If corporations are to maximize shareholder welfare, managers need to discover what shareholders value; political theory shows how difficult this can be.


Editor’s note: To mark the 50-year anniversary of Milton Friedman’s influential NYT piece on the social responsibility of business, we are launching a series of articles on the shareholder-stakeholder debate. Read previous installments here.

One of the virtues of wealth maximization is its simplicity. Managers do not need to know anything about the preferences of investors when making decisions, they simply adopt all projects with a positive net present value. 

In contrast, maximizing shareholder welfare would require managers to know the preferences of shareholders. For example, are they willing to give up 10 percent of profit in order to reduce greenhouse gas emissions? And it would require a way to adjudicate differences of opinion. What does Walmart do if some shareholders want to stop selling guns while others want to continue gun sales?

The comments in this series often mention the complexity of decision-making if managers were charged to maximize shareholder welfare (or stakeholder welfare), but the problem is even more complex than sometimes is recognized. Here, I would like to flag some challenges that have been identified by political economy research and offer thoughts on how they might be addressed.

Challenges

To maximize shareholder welfare, managers somehow would have to aggregate the preferences of individual shareholders into a “social welfare function” that can be maximized. One aggregation procedure, for example, would be to determine preferences by voting, allowing each share one vote, and let the majority rule. 

1. The first challenge is Arrow’s Impossibility Theorem, proved by Nobel economist Kenneth Arrow in 1951, which shows that it is impossible to aggregate preferences in a way that does not violate at least one of a small number of basic decision principles. These principles include: one person’s preferences do not always determine the outcome (non-dictatorship), if every person prefers option A to option B then option A is selected, and preferences over irrelevant alternatives do not affect the outcomes.

*Recorded data*.

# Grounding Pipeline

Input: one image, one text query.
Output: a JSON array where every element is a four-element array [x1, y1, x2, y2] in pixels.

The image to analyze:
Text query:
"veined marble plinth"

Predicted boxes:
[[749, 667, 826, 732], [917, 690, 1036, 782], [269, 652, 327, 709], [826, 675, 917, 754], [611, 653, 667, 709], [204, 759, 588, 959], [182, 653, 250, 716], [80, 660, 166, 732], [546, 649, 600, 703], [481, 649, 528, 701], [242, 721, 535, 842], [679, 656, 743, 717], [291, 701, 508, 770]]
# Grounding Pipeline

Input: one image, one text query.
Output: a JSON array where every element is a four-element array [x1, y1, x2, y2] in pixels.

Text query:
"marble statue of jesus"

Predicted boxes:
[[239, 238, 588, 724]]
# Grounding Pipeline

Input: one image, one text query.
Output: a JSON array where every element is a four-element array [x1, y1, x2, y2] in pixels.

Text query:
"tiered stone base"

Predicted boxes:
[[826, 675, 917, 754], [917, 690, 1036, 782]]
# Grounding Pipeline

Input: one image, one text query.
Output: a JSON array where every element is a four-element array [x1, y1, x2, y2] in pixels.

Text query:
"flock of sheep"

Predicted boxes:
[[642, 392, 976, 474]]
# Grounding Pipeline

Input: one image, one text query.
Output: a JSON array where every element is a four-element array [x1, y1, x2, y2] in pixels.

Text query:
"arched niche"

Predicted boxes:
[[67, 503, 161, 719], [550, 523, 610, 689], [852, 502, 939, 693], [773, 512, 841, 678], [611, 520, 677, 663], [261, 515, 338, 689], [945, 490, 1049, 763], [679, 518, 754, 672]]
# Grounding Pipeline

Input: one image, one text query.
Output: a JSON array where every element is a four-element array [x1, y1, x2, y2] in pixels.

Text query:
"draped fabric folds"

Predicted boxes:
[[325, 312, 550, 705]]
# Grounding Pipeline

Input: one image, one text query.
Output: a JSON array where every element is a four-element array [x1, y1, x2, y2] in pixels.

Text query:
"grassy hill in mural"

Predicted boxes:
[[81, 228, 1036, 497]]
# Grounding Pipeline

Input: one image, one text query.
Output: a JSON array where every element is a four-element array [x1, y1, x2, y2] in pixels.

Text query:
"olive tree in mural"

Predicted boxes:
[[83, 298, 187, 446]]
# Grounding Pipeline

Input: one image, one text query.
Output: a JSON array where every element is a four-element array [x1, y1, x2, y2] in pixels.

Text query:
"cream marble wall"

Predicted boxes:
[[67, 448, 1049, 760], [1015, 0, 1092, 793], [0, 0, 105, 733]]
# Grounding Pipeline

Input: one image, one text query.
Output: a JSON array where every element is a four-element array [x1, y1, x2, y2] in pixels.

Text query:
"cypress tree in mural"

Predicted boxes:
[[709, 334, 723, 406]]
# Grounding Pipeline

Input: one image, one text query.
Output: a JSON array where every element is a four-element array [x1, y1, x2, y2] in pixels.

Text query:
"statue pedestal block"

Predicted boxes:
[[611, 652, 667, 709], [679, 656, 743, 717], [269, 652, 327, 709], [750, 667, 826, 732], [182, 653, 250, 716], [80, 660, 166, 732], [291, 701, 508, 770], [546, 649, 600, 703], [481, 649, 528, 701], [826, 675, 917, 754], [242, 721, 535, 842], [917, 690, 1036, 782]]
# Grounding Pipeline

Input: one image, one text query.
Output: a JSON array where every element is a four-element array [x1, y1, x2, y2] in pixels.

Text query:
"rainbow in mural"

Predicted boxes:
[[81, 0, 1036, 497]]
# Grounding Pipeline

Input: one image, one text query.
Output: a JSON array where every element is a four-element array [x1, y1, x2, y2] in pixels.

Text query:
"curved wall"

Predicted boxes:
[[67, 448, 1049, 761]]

*Task brief*.
Please repeat the shareholder welfare text word for word, starting with "One of the virtues" and going on through "continue gun sales?". The records come from a separate source.

*Completed exercise*.
One of the virtues of wealth maximization is its simplicity. Managers do not need to know anything about the preferences of investors when making decisions, they simply adopt all projects with a positive net present value. 

In contrast, maximizing shareholder welfare would require managers to know the preferences of shareholders. For example, are they willing to give up 10 percent of profit in order to reduce greenhouse gas emissions? And it would require a way to adjudicate differences of opinion. What does Walmart do if some shareholders want to stop selling guns while others want to continue gun sales?